What this task involves: Rewrite the upholstery history text from "historical tour." to "at the history of upholstery.", putting "Edwardian" wherever "Victorian" appears.

Excerpt:
Upholstery is about comfort and style something humans have been remiss to live without since the time of ancient Egyptians, who used horsehair-stuffed cushions and fine fabrics draped across their daybeds and gilded thrones. It’s hard to imagine a living or family room without your favorite.


comfy sofa or cushy chair, but upholstery hasn’t always been around. We will introduce you to the history of upholstery. Curl up in your

comfiest, most relaxing piece of upholstery and we will take you on a

historical tour.



The Evolution of Upholstery in Home Decor: From Tapestries to Tufts


What is now a thriving industry, and the single-most effective way to change the look and feel of an entire room, upholstery has a long and interesting history of evolving along with the home, its inhabitants, and the increasingly complicated techniques of furniture makers. 

Despite weavers fine-tuning their craft for centuries, the earliest attempts at real upholstery were little more than fabric stretched across a seat—proof that the two industries had yet to be in lockstep with one another. From hard oak seats to the tufted comfort of Victorian sofas, here’s a look at the history of upholstery.


Medieval Upholstery: Dorcers, Drapery & Tapestries


The most comfortable that a Medieval chair was going to get was the slung leather of a coffer-maker’s chair. This version demonstrates the later treatment of upholstery and cushions.

Textiles have been around as long as furniture—even longer. But not always in as perfect a union as they are today. Like any specialized industry, upholstery got its roots early with the upper classes, skills spread throughout Europe’s tradesmen, and technology and mechanization allowed it to bloom. In the 1500s, Italy established itself as a hub for fine textiles. Sumptuous velvet came from Genoa, and expensive silk from Lucca, surpassing anything else made worldwide.

The skills in Italy spread to Britain, and by 1560, weavers were busy making wall hangings, drapes for beds, and various cushions. Overall, what very early furniture and the homes they filled lacked in comfort, people could make up for with yards upholstery: cushions on hard, boarded oak chairs, with needlework done by the lady of the house; bankers, the drapery over the seat and footboard of bench-like settles; and dorcers, which hung on the stone walls that people leaned against while sitting on benches. Upholstered seats were rare until about the 17th century; even then, they were reserved for the wealthy.

The finest tapestries during Medieval times were those made by Flemish weavers, who were becoming renowned throughout Europe for their trade, a reputation that would continue to spread into the 17th century.


Tudor Gothic England: Elizabethan Domestic Comfort & the Rise of the Upholsterer

A back stool, also known as an “upholsterer’s chair.”

Data excerpts:
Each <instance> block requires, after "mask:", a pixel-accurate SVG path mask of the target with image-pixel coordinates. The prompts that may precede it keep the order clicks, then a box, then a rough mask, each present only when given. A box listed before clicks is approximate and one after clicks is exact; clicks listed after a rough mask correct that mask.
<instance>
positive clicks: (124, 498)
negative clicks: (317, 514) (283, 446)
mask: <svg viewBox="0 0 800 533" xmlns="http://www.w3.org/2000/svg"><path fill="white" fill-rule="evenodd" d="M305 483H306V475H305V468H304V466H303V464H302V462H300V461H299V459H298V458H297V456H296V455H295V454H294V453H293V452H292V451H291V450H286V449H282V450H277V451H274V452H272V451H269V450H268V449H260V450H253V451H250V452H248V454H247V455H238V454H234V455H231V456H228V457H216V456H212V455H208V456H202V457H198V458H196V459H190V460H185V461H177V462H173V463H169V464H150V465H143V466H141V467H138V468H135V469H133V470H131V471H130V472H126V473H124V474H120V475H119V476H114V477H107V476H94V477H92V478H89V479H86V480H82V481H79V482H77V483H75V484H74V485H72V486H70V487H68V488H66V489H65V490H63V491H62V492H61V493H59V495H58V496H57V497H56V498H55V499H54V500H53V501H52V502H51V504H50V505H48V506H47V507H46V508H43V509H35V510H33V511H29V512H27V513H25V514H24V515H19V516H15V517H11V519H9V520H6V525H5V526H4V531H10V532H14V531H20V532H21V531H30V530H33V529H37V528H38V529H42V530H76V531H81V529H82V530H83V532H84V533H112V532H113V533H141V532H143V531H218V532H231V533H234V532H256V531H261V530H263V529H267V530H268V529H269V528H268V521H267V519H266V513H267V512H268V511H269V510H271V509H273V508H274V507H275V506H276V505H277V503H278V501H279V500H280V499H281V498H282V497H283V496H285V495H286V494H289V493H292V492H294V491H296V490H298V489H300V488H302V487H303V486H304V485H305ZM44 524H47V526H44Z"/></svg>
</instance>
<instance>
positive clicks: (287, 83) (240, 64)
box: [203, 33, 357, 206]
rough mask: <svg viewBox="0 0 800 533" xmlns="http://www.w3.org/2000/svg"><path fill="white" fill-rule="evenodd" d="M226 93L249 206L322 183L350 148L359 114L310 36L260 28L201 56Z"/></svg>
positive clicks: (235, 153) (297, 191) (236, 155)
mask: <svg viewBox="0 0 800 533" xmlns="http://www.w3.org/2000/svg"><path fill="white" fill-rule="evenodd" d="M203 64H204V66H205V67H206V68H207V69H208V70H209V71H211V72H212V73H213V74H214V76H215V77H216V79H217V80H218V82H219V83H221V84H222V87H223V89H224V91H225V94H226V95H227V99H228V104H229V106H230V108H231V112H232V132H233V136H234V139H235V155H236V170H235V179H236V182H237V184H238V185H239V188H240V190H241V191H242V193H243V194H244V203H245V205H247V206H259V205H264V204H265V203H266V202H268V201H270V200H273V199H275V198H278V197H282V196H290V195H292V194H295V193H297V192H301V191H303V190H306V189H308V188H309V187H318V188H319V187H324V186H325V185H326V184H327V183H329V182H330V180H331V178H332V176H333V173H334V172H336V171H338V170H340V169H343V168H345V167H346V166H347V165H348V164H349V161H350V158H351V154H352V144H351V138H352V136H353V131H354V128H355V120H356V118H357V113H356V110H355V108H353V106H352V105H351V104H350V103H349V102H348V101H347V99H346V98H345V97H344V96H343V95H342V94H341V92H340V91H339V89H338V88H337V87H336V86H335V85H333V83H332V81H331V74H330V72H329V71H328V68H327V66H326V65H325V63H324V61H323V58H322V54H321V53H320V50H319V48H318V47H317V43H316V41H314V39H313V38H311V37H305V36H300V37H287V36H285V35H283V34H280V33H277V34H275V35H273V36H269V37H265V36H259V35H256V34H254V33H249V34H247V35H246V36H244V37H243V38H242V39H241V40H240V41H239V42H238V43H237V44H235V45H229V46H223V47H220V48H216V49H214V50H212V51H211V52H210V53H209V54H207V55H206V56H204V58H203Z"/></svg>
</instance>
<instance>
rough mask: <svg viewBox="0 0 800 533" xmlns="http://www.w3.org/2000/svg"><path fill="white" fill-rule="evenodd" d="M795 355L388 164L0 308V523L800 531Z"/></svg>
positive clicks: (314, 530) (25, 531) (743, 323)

---

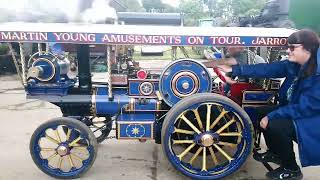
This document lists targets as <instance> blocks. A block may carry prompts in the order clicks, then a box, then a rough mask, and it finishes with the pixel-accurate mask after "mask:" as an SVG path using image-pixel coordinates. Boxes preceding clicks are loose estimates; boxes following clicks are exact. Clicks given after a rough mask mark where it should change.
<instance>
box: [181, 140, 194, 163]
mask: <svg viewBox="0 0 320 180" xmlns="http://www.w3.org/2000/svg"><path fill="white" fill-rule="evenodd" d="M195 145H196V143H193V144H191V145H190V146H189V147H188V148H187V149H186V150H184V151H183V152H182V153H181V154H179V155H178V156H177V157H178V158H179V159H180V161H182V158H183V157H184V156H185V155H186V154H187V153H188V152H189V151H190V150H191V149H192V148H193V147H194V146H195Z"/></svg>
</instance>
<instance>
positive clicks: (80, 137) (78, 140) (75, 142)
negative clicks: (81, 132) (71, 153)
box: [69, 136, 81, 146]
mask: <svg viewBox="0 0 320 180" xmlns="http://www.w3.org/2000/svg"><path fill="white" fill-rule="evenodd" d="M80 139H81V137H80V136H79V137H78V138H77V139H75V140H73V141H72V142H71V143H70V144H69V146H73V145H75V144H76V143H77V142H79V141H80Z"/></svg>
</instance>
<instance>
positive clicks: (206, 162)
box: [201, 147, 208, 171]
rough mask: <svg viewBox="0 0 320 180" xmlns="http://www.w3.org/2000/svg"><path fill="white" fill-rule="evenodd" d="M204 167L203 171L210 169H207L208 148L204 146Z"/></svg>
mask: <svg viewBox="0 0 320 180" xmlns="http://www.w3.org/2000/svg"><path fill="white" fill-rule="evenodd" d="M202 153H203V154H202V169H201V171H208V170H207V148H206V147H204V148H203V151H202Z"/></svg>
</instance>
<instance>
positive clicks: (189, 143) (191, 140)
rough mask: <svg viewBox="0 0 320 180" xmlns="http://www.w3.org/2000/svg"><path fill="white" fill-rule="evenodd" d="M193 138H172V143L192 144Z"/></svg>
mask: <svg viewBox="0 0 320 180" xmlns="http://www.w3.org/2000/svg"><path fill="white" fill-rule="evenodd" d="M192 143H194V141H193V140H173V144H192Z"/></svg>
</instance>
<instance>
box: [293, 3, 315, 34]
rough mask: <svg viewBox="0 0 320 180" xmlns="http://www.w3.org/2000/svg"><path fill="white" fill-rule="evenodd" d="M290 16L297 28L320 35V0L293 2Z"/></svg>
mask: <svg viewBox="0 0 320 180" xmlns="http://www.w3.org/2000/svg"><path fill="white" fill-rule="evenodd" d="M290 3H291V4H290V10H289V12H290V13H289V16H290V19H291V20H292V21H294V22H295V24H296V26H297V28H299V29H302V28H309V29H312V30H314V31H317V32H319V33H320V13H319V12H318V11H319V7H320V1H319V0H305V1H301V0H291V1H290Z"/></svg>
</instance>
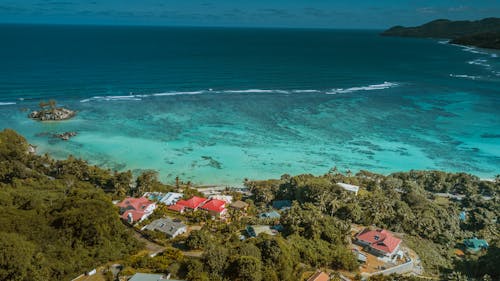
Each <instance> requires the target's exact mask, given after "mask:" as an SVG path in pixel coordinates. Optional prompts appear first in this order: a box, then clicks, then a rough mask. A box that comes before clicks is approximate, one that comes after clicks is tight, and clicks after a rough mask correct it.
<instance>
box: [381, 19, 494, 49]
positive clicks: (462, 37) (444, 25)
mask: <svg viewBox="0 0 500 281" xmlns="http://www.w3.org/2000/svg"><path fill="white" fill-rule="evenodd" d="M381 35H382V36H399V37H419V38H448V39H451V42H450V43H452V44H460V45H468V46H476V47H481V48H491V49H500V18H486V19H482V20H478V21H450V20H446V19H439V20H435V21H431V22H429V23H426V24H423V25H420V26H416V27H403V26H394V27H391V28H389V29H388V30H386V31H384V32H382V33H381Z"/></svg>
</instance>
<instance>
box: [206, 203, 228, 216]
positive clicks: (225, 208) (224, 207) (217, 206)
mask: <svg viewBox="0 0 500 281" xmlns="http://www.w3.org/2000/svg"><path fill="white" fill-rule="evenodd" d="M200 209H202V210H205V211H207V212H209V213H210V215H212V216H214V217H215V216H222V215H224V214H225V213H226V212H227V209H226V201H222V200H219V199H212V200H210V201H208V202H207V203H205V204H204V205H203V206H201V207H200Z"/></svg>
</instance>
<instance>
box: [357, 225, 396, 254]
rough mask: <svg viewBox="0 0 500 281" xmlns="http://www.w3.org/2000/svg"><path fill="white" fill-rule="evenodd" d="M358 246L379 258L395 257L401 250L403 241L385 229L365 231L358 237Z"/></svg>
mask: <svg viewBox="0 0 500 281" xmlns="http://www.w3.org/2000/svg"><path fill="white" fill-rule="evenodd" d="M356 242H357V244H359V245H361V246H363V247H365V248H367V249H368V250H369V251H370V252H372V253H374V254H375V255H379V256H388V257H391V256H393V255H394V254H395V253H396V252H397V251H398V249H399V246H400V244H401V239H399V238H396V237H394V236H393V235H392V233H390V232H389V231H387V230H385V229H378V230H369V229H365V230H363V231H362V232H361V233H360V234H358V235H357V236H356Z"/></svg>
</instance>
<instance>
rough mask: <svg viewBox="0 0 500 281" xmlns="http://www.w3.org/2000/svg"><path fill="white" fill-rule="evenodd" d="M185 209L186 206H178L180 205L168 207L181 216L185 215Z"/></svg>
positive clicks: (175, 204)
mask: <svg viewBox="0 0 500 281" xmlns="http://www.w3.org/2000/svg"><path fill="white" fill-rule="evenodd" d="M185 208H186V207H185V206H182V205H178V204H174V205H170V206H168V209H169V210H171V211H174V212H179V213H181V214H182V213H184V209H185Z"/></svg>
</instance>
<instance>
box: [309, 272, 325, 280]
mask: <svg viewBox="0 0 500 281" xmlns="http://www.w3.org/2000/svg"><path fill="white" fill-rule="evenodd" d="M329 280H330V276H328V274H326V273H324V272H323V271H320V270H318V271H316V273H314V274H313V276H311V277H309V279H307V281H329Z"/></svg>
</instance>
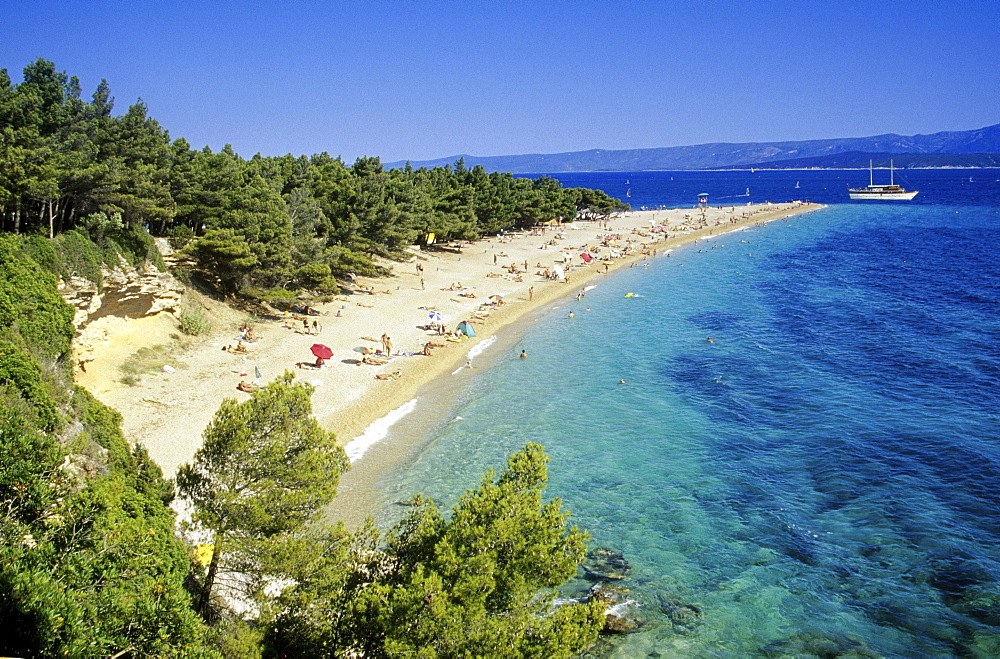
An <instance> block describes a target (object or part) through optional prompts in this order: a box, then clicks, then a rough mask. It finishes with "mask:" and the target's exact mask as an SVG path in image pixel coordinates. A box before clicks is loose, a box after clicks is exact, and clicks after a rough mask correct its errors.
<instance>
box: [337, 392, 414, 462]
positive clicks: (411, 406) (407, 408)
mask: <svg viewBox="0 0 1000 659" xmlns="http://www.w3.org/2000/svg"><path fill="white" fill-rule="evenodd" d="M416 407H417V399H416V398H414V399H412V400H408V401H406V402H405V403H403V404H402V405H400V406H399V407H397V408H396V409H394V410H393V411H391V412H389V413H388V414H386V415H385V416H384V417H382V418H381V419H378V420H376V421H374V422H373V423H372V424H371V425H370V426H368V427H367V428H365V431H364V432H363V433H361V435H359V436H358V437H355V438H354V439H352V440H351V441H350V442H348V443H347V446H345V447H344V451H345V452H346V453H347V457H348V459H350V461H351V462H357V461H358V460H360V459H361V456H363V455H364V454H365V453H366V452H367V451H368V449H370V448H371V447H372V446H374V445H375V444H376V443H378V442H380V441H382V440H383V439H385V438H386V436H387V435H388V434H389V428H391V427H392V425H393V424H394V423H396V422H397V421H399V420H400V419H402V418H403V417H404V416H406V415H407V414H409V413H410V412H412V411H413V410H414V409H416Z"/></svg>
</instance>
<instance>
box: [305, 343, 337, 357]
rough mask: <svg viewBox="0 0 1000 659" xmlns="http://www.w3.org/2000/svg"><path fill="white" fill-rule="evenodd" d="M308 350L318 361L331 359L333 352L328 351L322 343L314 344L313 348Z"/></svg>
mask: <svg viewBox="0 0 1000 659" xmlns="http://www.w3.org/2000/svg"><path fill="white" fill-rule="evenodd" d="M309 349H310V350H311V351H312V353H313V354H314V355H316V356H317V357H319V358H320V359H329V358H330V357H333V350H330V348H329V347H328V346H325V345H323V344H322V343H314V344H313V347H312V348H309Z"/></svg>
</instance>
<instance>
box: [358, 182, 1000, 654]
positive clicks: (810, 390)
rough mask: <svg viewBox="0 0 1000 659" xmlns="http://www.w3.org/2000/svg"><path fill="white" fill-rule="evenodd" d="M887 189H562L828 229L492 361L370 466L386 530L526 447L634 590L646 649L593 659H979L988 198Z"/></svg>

Result for this task:
historical tour.



The Evolution of Upholstery in Home Decor: From Tapestries to Tufts


What is now a thriving industry, and the single-most effective way to change the look and feel of an entire room, upholstery has a long and interesting history of evolving along with the home, its inhabitants, and the increasingly complicated techniques of furniture makers. 

Despite weavers fine-tuning their craft for centuries, the earliest attempts at real upholstery were little more than fabric stretched across a seat—proof that the two industries had yet to be in lockstep with one another. From hard oak seats to the tufted comfort of Edwardian sofas, here’s a look at the history of upholstery.